■ **SOURCE**
═══

An Introduction to Pig
Pig is
an open source high-level data flow system. Apache Pig allows us to write
complex MapReduce transformations using a simple scripting language (e.g. 10
lines of Pig script is equal to 200 lines of Java). This language is called Pig
Latin. Pig Latin defines a set of transformations on a data set such as
aggregate, join and sort. The statement written in Pig script is then
translated by Pig into MapReduce so that it can be executed within Hadoop. Pig
Latin may be extended using User Defined Functions (UDFs), which the user can
write in Java, Python etc. or a scripting language and then call directly from
the Pig Latin.
What
Pig Does?
Pig was mainly designed for performing a long
set of data operations, making it ideal for three categories of Big Data operations:
·
Standard extract-transform-load (ETL) data pipelines,
·
Research on raw data, and
·
Iterative processing of data.
Pig
Latin has the following key properties:
·
Easy to Program:
Complex tasks involving interrelated data transformations can be simplified and
encoded as data flow sequences. Pig programs can be used to do huge tasks, but
they are easy to write and maintain.
·
Optimization opportunities: The
encoded tasks have the ability to optimize their execution automatically which
allows the user to concentrate on semantics rather than efficiency.
·
Extensible: Pig users can create
their own functions to meet their special-purpose processing.
Why to
use Pig when MapReduce already exists?
From the figure below, it is clear that Pig
takes 1/20th lines of code as compared to MapReduce program. Also, the
development time for Pig is about 1/16th as compared to that of MapReduce
program.
Advantages
of Pig include:
·
Pig is much higher level declarative language than MapReduce
which increases programmer productivity, decreases duplication of effort and
also opens the MapReduce programming system to more users.
·
Pig insulates Hadoop complexity from the user.
·
Pig is similar to SQL query where the user specifies the “what”
and leaves the “how” to the underlying processing engine.
Pig is
useful for:
·
time sensitive data loads
·
processing many data sources and
·
for analytic insight through sampling.
Pig is
not useful:
·
When processing really nasty data formats of completely
unstructured data (e.g. video, audio, raw human-readable text).
·
It is definitely slow in comparison to MapReduce jobs.
·
When more power is required to optimize the code.
Modes
of User Interaction with Pig
Pig has
two execution types:
·
Local Mode: To run Pig in local
mode, users need access to a single machine; all files are installed and run
using the local host and file system. Specify local mode using the -x flag (pig
-x local). Note that local mode does not support parallel mapper execution with
Hadoop 0.20.x and 1.0.0
·
MapReduce Mode: To
run Pig in mapreduce mode, users need access to a Hadoop cluster and HDFS
installation. Mapreduce mode is the default mode; user can,but don't need to,
specify it using the -x flag (pig OR pig -x mapreduce).
Pig
allows three modes of user interaction:
·
Interactive mode: The
user is presented with an interactive shell called Grunt, which accepts Pig
commands. Compilation and execution plan is triggered only when the user asks
for output through the STORE command.

═══

■ **SET EXERCISE 1**
Scale the part of the records below that opens with the line containing "of the chimney" and closes with the line containing "x=816, y=109", both lines included. Write those lines out again with every other line unchanged, but with each point coordinate in the answers multiplied by 0.45 and rounded to a whole number, halves rounding up.
The Pig introduction and the records below are unrelated material.

■ **INFORMATION GIVEN**
═══

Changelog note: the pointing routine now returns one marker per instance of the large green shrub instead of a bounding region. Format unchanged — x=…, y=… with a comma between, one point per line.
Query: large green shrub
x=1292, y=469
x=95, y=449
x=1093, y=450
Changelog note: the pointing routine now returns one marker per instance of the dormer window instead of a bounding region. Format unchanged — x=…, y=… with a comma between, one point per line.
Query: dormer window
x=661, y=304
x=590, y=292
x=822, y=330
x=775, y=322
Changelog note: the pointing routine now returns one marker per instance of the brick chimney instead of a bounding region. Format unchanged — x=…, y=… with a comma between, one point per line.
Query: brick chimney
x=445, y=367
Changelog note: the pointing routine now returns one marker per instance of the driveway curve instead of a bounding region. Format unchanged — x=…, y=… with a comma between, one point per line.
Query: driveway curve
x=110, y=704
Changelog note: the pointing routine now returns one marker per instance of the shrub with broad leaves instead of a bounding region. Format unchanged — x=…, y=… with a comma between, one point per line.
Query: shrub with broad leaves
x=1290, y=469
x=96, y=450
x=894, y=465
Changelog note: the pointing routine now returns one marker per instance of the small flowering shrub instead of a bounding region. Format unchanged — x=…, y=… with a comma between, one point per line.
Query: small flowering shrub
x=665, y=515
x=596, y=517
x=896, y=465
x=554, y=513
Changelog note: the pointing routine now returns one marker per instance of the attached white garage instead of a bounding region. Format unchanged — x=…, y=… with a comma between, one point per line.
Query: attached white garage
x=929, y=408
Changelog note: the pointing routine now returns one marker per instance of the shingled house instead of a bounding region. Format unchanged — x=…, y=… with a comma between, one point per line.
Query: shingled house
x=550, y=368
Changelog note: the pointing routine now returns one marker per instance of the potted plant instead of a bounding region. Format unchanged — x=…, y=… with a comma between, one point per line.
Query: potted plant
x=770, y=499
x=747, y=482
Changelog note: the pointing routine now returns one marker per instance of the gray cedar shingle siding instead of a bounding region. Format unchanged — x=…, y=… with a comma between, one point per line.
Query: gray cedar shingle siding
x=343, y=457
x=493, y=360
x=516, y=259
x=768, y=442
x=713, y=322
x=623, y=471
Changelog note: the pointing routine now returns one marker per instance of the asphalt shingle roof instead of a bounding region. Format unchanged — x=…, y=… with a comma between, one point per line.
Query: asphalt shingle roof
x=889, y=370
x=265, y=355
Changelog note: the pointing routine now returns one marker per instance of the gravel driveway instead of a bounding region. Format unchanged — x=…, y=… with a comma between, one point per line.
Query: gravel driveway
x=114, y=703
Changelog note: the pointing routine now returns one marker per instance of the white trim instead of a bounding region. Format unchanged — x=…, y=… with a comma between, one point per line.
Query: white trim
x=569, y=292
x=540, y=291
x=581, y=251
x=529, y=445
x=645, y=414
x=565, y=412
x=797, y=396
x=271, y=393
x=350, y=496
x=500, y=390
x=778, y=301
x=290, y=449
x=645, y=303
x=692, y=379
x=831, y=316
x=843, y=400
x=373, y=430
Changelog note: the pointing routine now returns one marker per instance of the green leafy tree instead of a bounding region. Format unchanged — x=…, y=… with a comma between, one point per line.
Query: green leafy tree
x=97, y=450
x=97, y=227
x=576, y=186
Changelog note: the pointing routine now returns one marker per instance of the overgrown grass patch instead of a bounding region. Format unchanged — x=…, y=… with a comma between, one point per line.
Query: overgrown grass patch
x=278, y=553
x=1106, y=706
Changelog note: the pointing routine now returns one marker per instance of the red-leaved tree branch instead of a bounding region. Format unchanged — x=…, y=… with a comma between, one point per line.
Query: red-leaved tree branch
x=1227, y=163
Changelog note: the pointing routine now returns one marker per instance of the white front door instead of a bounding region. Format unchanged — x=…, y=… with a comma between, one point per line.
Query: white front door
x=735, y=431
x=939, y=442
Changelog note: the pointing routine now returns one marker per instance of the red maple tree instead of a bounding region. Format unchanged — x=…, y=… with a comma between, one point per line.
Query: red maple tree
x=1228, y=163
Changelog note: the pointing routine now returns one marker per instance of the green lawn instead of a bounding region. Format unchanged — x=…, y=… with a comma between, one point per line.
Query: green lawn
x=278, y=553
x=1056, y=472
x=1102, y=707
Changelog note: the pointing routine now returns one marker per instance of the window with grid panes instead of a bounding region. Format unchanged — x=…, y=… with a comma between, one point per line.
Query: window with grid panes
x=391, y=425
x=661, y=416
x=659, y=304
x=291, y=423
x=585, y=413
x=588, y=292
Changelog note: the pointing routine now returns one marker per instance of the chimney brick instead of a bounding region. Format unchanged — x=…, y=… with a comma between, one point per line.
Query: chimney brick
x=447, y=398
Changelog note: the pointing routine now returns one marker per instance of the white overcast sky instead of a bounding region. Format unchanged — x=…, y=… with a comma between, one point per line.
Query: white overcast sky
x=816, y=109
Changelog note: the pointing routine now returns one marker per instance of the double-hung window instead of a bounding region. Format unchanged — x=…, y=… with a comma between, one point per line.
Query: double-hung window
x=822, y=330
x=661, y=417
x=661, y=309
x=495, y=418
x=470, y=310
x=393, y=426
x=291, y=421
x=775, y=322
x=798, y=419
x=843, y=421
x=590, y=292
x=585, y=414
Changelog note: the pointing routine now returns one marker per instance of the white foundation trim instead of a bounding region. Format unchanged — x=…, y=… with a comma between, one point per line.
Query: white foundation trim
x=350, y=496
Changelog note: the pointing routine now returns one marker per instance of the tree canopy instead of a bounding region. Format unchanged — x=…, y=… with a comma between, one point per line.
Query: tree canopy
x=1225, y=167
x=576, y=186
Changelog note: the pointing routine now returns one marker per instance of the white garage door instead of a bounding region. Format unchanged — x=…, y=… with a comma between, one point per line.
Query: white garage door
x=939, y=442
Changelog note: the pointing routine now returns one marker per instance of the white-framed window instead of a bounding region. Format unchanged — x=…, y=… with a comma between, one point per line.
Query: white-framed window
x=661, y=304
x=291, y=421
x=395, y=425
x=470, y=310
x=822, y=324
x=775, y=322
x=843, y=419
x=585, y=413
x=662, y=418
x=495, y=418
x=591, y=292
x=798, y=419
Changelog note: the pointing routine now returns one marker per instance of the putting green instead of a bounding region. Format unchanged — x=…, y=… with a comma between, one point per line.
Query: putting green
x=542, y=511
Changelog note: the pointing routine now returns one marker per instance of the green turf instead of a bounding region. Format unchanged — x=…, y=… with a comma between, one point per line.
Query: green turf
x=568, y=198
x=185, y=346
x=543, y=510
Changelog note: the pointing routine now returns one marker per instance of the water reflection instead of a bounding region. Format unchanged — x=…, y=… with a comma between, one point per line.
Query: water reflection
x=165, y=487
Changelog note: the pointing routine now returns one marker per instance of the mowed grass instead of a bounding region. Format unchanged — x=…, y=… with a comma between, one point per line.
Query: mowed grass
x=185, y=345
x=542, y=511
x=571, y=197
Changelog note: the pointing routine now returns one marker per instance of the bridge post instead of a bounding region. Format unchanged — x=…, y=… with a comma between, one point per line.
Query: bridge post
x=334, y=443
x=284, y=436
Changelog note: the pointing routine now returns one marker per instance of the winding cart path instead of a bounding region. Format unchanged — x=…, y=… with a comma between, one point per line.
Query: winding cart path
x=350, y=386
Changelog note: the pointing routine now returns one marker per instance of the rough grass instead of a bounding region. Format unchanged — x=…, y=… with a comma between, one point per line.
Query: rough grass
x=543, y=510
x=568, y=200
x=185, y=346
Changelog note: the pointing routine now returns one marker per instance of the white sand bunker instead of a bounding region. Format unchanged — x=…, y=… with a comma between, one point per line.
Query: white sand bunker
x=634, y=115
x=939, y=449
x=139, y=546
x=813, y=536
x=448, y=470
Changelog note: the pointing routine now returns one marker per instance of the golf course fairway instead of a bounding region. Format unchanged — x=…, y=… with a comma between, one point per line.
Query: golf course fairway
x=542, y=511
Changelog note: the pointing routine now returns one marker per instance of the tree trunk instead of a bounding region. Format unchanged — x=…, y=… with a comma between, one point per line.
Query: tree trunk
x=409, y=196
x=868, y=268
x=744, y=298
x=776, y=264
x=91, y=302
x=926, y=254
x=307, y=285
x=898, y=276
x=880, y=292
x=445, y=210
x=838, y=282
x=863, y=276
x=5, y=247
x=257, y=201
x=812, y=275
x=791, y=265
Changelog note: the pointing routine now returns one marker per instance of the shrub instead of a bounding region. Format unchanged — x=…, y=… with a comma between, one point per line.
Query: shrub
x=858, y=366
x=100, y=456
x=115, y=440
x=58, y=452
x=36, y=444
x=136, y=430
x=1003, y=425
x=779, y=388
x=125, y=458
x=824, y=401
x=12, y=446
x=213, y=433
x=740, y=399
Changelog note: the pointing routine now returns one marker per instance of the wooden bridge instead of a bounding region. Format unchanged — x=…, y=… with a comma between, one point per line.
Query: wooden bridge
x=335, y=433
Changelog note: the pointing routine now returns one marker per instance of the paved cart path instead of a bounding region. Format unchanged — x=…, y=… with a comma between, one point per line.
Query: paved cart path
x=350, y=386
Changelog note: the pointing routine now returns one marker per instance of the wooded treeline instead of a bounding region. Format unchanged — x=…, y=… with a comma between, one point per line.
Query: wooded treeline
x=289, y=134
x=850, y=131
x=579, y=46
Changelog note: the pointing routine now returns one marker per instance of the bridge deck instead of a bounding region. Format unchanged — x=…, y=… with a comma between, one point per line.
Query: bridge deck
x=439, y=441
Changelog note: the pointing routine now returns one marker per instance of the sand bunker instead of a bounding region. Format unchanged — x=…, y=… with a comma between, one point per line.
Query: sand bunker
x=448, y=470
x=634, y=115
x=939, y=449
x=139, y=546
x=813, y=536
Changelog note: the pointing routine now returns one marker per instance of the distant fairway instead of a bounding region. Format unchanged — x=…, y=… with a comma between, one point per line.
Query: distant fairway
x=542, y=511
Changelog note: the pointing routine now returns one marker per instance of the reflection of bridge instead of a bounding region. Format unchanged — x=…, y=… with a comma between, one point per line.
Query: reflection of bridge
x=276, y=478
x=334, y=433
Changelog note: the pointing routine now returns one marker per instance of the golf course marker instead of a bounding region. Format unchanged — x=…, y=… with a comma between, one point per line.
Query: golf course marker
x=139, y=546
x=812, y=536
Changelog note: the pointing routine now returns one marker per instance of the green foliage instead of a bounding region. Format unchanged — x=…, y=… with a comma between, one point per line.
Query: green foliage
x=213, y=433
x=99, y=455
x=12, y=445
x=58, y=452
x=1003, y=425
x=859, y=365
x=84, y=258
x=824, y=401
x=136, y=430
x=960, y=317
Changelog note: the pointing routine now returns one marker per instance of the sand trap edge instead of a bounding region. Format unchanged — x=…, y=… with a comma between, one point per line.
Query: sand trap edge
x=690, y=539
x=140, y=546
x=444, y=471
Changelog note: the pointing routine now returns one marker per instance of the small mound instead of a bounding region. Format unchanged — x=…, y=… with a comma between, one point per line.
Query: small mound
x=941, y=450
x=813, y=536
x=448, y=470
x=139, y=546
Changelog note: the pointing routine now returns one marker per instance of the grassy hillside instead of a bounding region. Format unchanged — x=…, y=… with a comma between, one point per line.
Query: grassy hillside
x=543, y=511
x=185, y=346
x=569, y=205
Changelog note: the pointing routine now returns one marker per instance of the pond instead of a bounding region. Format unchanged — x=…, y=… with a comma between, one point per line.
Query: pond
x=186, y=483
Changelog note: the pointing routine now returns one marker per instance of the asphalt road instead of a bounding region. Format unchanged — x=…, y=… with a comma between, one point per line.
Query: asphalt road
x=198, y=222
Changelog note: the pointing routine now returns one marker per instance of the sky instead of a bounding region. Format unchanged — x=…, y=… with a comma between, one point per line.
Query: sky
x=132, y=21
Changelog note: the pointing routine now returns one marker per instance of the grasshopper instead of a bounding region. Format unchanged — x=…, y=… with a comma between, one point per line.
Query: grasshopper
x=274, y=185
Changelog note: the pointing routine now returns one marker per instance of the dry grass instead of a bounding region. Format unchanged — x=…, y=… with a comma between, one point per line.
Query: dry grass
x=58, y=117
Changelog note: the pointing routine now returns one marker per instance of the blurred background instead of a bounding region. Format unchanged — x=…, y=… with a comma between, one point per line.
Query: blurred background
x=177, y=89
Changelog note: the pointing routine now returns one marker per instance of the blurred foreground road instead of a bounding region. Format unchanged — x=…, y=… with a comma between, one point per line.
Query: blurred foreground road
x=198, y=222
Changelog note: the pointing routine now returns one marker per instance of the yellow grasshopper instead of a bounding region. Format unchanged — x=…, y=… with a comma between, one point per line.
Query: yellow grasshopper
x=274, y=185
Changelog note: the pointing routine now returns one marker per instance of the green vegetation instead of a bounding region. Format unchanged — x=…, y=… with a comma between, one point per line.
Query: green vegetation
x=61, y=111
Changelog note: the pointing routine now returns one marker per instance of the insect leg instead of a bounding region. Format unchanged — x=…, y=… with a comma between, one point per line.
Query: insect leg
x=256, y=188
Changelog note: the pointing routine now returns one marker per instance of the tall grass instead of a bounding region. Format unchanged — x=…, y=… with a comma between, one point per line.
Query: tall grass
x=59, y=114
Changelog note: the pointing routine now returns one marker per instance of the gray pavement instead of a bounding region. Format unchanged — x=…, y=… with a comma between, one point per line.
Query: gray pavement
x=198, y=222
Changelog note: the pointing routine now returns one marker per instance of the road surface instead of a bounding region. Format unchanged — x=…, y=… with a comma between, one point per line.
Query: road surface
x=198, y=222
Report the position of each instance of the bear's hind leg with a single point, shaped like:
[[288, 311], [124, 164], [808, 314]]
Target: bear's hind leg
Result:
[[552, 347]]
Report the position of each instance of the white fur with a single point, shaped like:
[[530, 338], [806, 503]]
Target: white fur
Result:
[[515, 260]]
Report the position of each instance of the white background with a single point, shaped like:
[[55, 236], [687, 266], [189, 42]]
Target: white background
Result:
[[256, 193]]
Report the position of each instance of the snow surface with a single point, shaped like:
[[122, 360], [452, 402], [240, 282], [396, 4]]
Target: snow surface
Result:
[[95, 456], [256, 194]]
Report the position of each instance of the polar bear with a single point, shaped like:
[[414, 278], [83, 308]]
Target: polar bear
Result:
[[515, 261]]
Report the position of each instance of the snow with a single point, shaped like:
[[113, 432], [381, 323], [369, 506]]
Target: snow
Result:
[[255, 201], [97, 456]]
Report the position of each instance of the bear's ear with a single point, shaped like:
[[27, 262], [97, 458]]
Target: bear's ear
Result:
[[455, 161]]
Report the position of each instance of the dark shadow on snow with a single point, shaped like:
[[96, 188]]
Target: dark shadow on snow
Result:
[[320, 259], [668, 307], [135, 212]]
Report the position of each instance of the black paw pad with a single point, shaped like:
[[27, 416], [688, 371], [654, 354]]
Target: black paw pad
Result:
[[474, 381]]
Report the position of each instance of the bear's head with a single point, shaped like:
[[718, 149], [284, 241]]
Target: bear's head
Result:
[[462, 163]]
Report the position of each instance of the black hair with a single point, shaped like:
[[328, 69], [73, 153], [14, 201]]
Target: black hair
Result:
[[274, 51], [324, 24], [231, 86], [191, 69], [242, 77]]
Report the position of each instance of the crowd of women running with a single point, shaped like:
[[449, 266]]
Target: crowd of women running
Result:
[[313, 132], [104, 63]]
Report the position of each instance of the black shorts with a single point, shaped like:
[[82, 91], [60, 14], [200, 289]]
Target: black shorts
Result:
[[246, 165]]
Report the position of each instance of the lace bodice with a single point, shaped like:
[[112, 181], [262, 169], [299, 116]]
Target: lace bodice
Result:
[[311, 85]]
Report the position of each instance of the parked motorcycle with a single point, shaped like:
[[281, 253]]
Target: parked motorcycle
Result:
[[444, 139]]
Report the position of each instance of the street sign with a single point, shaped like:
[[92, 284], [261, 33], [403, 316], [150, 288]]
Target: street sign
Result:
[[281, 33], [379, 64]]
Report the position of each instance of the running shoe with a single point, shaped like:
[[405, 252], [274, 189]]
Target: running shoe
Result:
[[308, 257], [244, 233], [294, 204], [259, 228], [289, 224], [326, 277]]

═══

■ **SET EXERCISE 2**
Reproduce, character for character, the part of the Pig introduction that opens with the words "An Introduction to" and closes with "the Pig Latin.".

■ **FINAL RESULT 1**
Changelog note: the pointing routine now returns one marker per instance of the chimney brick instead of a bounding region. Format unchanged — x=…, y=… with a comma between, one point per line.
Query: chimney brick
x=201, y=179
Changelog note: the pointing routine now returns one marker per instance of the white overcast sky instead of a bounding region. Format unchanged — x=…, y=… with a comma between, one point per line.
Query: white overcast sky
x=367, y=49

■ **FINAL RESULT 2**
An Introduction to Pig
Pig is
an open source high-level data flow system. Apache Pig allows us to write
complex MapReduce transformations using a simple scripting language (e.g. 10
lines of Pig script is equal to 200 lines of Java). This language is called Pig
Latin. Pig Latin defines a set of transformations on a data set such as
aggregate, join and sort. The statement written in Pig script is then
translated by Pig into MapReduce so that it can be executed within Hadoop. Pig
Latin may be extended using User Defined Functions (UDFs), which the user can
write in Java, Python etc. or a scripting language and then call directly from
the Pig Latin.